---------- READING PASSAGE

This repository stores the scripts used to download observational data from various sources and format it in a CF-compliant, netCDF4 file which can be used for model benchmarking via ILAMB.

Please note that the repository contains no data. If you need to download our observational data, please see the ilamb-fetch tutorial. This collection of scripts is to:

  • archive how we have produced the datasets compared to models with IOMB
  • expose the details of our formatting choices for transparency
  • provide the community a path to contributing new datasets as well as pointing out errors in the current collection

Contributing

If you have an suggestion or issue with the observational data IOMB uses, we encourage you to use the issue tracker associated with this repository rather than that of the ILAMB codebase. This is because the ILAMB codebase is meant to be a general framework for model-data intercomparison and ignorant of the source of the observational data. Here are a few ways you can contribute to this work:

  • If you notice an irregularity/bug/error with a dataset in our collection, please raise an issue here with the tag bug. We also welcome pull requests which fix these errors, but please first raise an issue to give a record and location where we can have a dialog about the issue.
  • If you know of a dataset which would be a great addition to IOMB, raise an issue here with the tag new dataset. Please provide us with details of where we can find the dataset as well as some reasoning for the recommendation.
  • We also encourage pull requests with scripts that encode new datasets and will provide more information about procedure in the next section.

--------------------

■ TASK 1 ■
Set down the repository description word for word, from "If you have" up to and including "about the issue.".
■ TASK 2 ■
Take the description of the observational data scripts further, starting right after its last sentence.

---------- SUPPLIED ENTRIES

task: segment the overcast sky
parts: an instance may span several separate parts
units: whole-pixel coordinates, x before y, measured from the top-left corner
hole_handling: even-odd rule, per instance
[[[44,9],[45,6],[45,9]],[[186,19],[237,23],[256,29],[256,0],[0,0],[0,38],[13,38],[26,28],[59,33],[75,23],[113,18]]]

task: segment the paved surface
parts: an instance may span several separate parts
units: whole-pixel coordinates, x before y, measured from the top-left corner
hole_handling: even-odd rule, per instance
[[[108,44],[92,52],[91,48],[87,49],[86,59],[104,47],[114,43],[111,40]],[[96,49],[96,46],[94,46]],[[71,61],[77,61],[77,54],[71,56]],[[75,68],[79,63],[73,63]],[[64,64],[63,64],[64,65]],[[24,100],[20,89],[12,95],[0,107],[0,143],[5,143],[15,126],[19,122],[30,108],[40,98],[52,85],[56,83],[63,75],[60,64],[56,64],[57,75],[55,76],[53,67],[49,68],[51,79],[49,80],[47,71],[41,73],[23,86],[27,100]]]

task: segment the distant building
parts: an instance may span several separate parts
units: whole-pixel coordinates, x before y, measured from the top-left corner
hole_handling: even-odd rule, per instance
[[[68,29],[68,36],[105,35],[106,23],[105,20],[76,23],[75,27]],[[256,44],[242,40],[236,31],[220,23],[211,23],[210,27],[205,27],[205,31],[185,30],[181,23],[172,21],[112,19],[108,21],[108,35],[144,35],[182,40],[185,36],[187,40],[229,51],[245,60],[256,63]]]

--------------------
---------- SUPPLIED ENTRIES

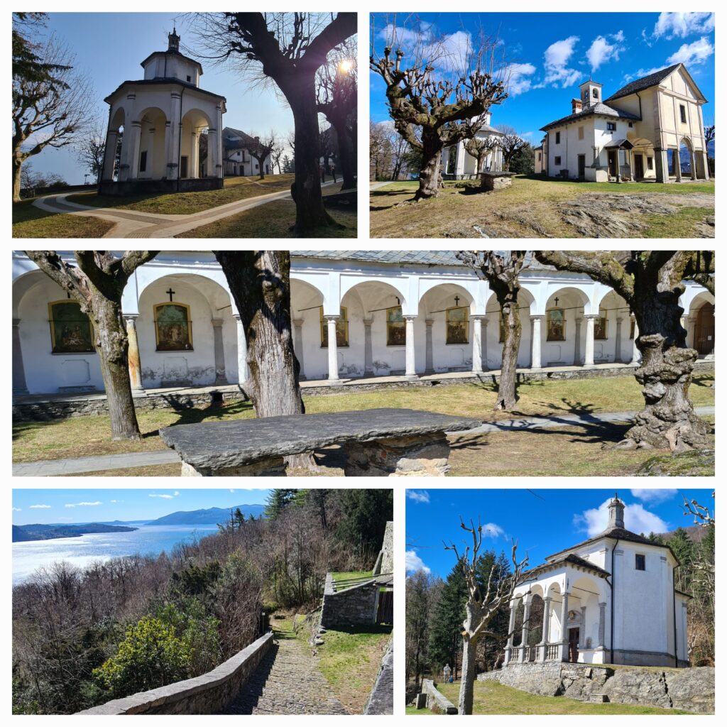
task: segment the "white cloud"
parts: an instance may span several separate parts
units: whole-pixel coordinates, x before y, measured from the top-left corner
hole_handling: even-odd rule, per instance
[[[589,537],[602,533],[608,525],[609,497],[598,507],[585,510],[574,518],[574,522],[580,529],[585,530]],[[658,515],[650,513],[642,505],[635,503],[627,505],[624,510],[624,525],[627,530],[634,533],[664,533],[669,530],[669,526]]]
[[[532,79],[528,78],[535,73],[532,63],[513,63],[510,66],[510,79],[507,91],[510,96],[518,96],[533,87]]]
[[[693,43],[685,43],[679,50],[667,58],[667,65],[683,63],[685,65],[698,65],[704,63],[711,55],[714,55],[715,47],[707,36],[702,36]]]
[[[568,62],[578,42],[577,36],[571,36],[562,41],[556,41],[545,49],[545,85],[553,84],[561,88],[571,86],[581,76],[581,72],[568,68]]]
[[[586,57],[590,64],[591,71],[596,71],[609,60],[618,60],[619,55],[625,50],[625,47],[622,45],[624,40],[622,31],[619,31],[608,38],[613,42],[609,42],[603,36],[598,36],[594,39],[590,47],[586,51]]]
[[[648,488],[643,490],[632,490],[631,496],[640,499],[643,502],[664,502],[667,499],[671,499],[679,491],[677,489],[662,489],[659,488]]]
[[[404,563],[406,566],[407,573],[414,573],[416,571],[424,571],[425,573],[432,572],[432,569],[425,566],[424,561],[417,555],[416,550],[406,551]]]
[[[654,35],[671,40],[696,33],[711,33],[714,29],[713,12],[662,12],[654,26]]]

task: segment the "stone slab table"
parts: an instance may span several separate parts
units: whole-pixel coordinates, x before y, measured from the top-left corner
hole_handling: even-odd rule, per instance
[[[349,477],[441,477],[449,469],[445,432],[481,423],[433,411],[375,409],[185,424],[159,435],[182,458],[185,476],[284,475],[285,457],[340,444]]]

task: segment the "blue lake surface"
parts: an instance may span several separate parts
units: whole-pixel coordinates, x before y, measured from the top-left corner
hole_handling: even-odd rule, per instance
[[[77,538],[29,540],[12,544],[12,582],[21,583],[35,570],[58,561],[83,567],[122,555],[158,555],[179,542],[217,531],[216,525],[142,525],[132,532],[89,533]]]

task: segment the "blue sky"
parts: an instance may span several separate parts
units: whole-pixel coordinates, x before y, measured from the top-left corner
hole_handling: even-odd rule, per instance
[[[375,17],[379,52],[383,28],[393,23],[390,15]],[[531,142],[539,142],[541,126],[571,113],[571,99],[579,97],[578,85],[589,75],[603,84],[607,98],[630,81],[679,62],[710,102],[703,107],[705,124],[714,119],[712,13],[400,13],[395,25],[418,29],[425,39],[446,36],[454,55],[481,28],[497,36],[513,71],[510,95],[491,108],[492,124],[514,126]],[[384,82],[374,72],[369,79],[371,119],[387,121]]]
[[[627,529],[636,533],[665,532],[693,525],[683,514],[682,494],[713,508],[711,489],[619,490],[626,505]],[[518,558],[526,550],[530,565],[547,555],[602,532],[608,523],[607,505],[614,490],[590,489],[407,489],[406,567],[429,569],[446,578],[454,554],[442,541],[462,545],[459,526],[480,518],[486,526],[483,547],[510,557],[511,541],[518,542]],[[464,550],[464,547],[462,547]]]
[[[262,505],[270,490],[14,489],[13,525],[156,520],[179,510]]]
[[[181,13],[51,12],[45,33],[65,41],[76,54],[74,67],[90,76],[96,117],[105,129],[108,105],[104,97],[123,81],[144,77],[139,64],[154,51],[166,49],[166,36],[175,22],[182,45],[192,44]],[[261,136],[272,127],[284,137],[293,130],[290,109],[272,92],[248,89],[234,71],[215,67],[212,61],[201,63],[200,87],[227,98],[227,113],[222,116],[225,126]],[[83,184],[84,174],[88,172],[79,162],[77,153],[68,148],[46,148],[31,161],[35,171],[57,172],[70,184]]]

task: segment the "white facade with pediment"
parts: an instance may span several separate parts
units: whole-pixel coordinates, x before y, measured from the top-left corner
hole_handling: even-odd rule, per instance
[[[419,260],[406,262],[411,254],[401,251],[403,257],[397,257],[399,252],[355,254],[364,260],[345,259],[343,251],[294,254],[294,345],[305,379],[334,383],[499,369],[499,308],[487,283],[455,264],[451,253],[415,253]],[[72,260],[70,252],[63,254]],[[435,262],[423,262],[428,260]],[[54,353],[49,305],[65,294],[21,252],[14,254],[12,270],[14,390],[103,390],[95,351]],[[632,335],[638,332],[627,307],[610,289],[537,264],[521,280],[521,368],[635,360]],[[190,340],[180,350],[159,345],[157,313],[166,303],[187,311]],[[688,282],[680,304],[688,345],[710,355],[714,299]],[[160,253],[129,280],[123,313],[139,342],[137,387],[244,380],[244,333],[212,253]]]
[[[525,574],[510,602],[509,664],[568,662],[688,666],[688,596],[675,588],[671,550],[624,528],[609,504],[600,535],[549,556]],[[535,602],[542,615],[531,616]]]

--------------------

■ EXERCISE ANSWER 1 ■
If you have an suggestion or issue with the observational data IOMB uses, we encourage you to use the issue tracker associated with this repository rather than that of the ILAMB codebase. This is because the ILAMB codebase is meant to be a general framework for model-data intercomparison and ignorant of the source of the observational data. Here are a few ways you can contribute to this work:

  • If you notice an irregularity/bug/error with a dataset in our collection, please raise an issue here with the tag bug. We also welcome pull requests which fix these errors, but please first raise an issue to give a record and location where we can have a dialog about the issue.

■ EXERCISE ANSWER 2 ■
Formatting Guidelines

We appreciate the community interest in improving IOMB. We believe that more quality observational constraints will lead to a better Earth system model ecosystem and so are always interested in new observational data. We ask that you follow this procedure.

  • Before you encode the dataset, you should first search the open and closed issues here on the issue tracker. It may be we have someone already assigned to work on this and do not want to waste your effort. It may also be that we have considered adding the dataset and have a reason its quality is not sufficient.
  • If no issue is found, raise a new issue with the tag new dataset. This will allow for some discussion and let us know you intend on doing the work.
  • You may use any language you wish to encode the dataset, but we strongly encourage you to use python3 if at all possible. You can find examples in this repository to use as a guide. See this tutorial for details and feel free to ask questions in the issue corresponding to the dataset you are adding.
  • Once you have formatted the dataset, we recommend running it against a collection of models and along with other relevant observational datasets using ILAMB. There are tutorials to help you do this. This will allow the community to evaluate the new addition and decide on if or how it should be included into the curated collection.
  • After you have these results, attend one of our conference calls where you can present the results of the intercomparison and the group can discuss. Once the group agrees, then you can submit a pull request and your addition will be included.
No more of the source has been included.